**Passage shown**:
━━━━━━━━
Meanwhile, his top rival, tea party-backed Republican Carl Paladino, sought to display a passion for the work he says career politicians like Cuomo have failed to do.

The 90-minute debate was punctuated with some jabs by the five minor party candidates.

Anti-Prohibition Party candidate Kirsten Davis, the former "Manhattan madam" who wrote a book and was jailed in a prostitution investigation of a ring she was said to operate, frequently compared prostitution with politics, often finding politics a worse profession.

She said politicians are the worst prostitutes in the state and added, "I may be the only person sitting on this stage with the right experience to deal with them."

Cuomo repeatedly criticized the government now run by his party and harkened to a time past when he said New York state government was considered a model for other states. He praised past leadership, although he didn't specifically note his father, former Gov. Mario Cuomo.

Cuomo spoke in detail with confidence on every subject, appearing more composed than Paladino and playing to the crowd more than the other candidates at the Hofstra University debate.

"I know this state like nobody else on this stage," Cuomo said. "I understand the disgust with Albany, and I share it."
━━━━━━━━
(Entries from a point-annotation set)
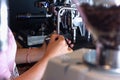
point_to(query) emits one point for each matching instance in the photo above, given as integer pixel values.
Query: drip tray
(90, 59)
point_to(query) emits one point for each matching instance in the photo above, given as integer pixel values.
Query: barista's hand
(57, 46)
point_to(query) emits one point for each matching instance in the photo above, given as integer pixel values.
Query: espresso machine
(101, 18)
(32, 27)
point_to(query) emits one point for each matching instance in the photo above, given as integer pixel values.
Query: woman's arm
(28, 55)
(54, 48)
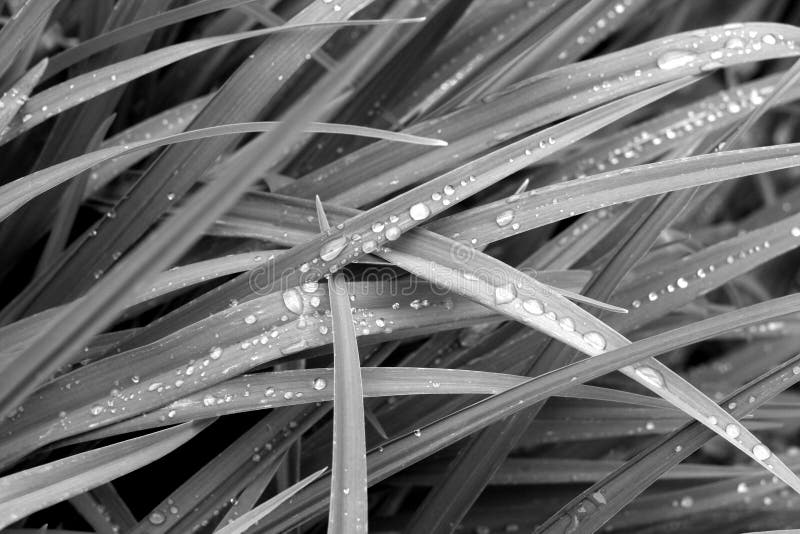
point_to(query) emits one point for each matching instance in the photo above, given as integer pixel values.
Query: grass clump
(374, 265)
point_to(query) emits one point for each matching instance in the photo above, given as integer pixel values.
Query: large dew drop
(675, 59)
(761, 452)
(293, 300)
(505, 294)
(332, 248)
(505, 218)
(533, 306)
(650, 375)
(595, 339)
(419, 211)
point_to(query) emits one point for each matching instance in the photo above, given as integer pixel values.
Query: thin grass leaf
(387, 222)
(623, 485)
(252, 517)
(15, 194)
(349, 508)
(75, 91)
(89, 47)
(533, 103)
(159, 249)
(423, 442)
(22, 24)
(697, 274)
(556, 202)
(15, 97)
(255, 454)
(161, 186)
(25, 492)
(173, 120)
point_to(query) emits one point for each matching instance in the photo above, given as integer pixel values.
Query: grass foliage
(399, 266)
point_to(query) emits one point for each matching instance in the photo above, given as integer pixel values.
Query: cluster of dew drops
(683, 282)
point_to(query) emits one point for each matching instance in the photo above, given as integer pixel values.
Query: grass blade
(349, 508)
(27, 491)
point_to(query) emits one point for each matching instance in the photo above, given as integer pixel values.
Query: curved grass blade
(36, 488)
(405, 451)
(232, 343)
(251, 518)
(174, 279)
(71, 56)
(650, 139)
(604, 499)
(23, 23)
(307, 386)
(538, 207)
(387, 222)
(678, 283)
(173, 120)
(77, 90)
(15, 97)
(349, 510)
(17, 193)
(254, 455)
(77, 324)
(535, 102)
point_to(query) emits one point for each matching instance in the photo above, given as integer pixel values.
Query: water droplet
(567, 324)
(761, 452)
(332, 248)
(505, 218)
(732, 431)
(768, 39)
(533, 306)
(650, 375)
(505, 294)
(595, 339)
(293, 300)
(734, 42)
(392, 233)
(674, 59)
(320, 384)
(419, 211)
(310, 287)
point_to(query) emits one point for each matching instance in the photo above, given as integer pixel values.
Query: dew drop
(293, 300)
(505, 218)
(674, 59)
(533, 306)
(332, 248)
(650, 375)
(567, 324)
(732, 431)
(419, 211)
(320, 384)
(392, 233)
(505, 294)
(761, 452)
(595, 339)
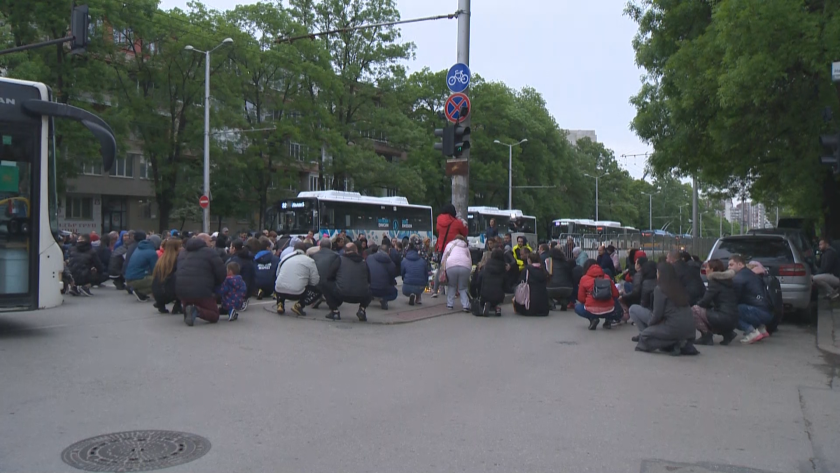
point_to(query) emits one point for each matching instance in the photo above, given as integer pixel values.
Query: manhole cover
(140, 450)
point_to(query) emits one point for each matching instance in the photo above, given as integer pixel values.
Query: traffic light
(447, 144)
(79, 25)
(461, 139)
(831, 151)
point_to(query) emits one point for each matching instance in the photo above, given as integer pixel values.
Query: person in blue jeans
(415, 272)
(753, 308)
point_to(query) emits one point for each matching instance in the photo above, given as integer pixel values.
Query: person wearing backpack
(597, 297)
(536, 277)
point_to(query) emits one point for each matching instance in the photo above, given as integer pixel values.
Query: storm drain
(139, 450)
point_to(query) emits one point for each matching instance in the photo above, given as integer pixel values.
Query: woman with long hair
(671, 325)
(163, 277)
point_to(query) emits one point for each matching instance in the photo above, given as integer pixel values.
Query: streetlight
(597, 178)
(650, 215)
(510, 168)
(189, 47)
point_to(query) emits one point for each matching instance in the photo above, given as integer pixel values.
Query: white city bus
(31, 261)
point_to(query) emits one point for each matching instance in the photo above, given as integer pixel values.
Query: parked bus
(329, 212)
(31, 261)
(507, 221)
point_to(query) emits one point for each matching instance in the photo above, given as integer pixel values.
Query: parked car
(781, 257)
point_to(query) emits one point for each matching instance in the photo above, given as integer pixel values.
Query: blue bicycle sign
(458, 77)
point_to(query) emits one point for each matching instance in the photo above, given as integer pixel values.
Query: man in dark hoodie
(199, 272)
(85, 266)
(243, 257)
(138, 269)
(352, 281)
(265, 271)
(383, 272)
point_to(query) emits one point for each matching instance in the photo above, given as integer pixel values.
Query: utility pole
(695, 211)
(461, 181)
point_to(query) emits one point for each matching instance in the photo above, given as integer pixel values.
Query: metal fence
(653, 245)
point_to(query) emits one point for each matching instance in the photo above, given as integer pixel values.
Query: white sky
(577, 54)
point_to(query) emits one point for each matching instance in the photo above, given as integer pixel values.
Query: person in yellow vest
(521, 243)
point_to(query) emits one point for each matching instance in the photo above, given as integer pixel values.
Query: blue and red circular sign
(453, 106)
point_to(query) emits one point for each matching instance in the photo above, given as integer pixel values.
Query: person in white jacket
(458, 264)
(297, 280)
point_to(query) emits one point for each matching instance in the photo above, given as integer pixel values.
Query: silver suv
(780, 256)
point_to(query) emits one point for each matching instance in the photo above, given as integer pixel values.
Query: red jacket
(587, 284)
(455, 226)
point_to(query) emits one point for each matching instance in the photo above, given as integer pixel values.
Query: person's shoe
(298, 309)
(705, 339)
(728, 337)
(190, 313)
(752, 337)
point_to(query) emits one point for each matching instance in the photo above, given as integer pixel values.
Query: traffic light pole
(461, 181)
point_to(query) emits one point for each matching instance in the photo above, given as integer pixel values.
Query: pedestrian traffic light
(461, 139)
(447, 144)
(79, 25)
(831, 151)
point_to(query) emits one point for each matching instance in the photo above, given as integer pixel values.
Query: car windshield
(769, 251)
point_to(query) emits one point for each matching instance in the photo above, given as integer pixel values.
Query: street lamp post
(597, 178)
(510, 168)
(206, 224)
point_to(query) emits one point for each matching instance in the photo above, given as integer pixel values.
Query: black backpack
(773, 295)
(602, 289)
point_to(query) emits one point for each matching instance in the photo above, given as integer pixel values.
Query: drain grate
(139, 450)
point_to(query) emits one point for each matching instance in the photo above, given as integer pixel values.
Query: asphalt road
(450, 394)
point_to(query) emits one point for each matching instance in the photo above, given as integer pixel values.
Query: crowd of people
(206, 276)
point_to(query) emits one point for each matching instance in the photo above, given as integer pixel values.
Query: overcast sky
(578, 55)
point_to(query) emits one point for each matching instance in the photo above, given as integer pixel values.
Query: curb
(826, 328)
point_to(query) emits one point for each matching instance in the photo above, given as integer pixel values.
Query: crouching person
(200, 271)
(297, 280)
(352, 284)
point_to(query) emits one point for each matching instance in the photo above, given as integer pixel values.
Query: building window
(295, 151)
(79, 208)
(124, 167)
(145, 168)
(92, 169)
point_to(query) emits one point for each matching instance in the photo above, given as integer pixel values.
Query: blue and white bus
(329, 212)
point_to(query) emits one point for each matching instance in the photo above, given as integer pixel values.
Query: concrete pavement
(454, 393)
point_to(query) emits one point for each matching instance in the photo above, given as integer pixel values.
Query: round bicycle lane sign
(453, 107)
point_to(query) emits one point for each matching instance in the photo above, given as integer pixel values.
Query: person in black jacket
(753, 309)
(243, 257)
(536, 276)
(85, 266)
(352, 283)
(717, 312)
(199, 272)
(688, 272)
(491, 283)
(828, 276)
(561, 281)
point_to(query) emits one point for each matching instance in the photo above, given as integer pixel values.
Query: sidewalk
(399, 312)
(828, 327)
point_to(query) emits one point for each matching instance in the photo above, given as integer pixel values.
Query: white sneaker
(752, 337)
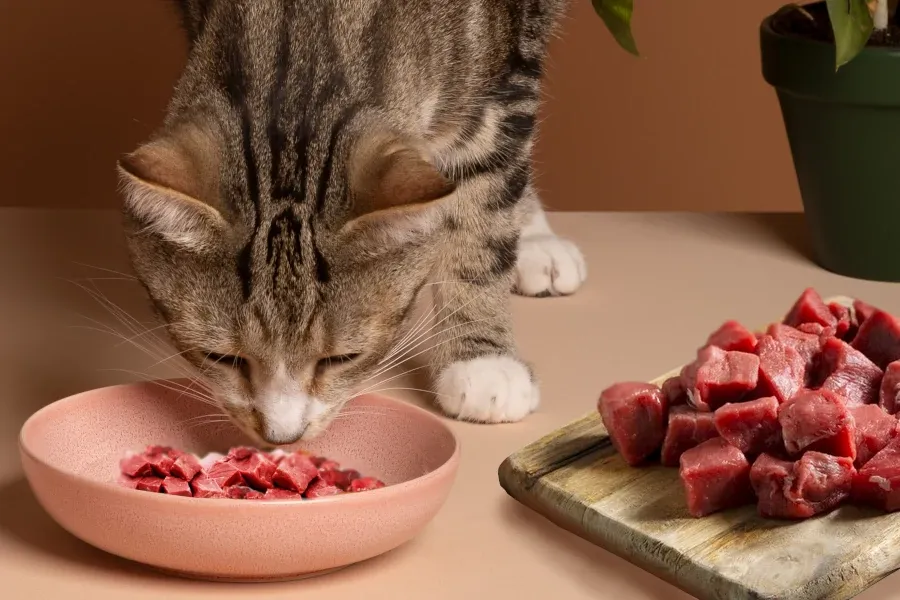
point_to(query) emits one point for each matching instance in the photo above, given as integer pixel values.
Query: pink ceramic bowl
(71, 450)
━━━━━━━━
**Problems to solve**:
(a) In the debate passage, at which university was the debate held?
(b) Show every row that contains the string "drain", treating uppercase and lowercase letters as distinct.
These rows bear no relation to the debate passage.

**Solutions in order**:
(a) Hofstra University

(b)
Query: storm drain
Query: drain grate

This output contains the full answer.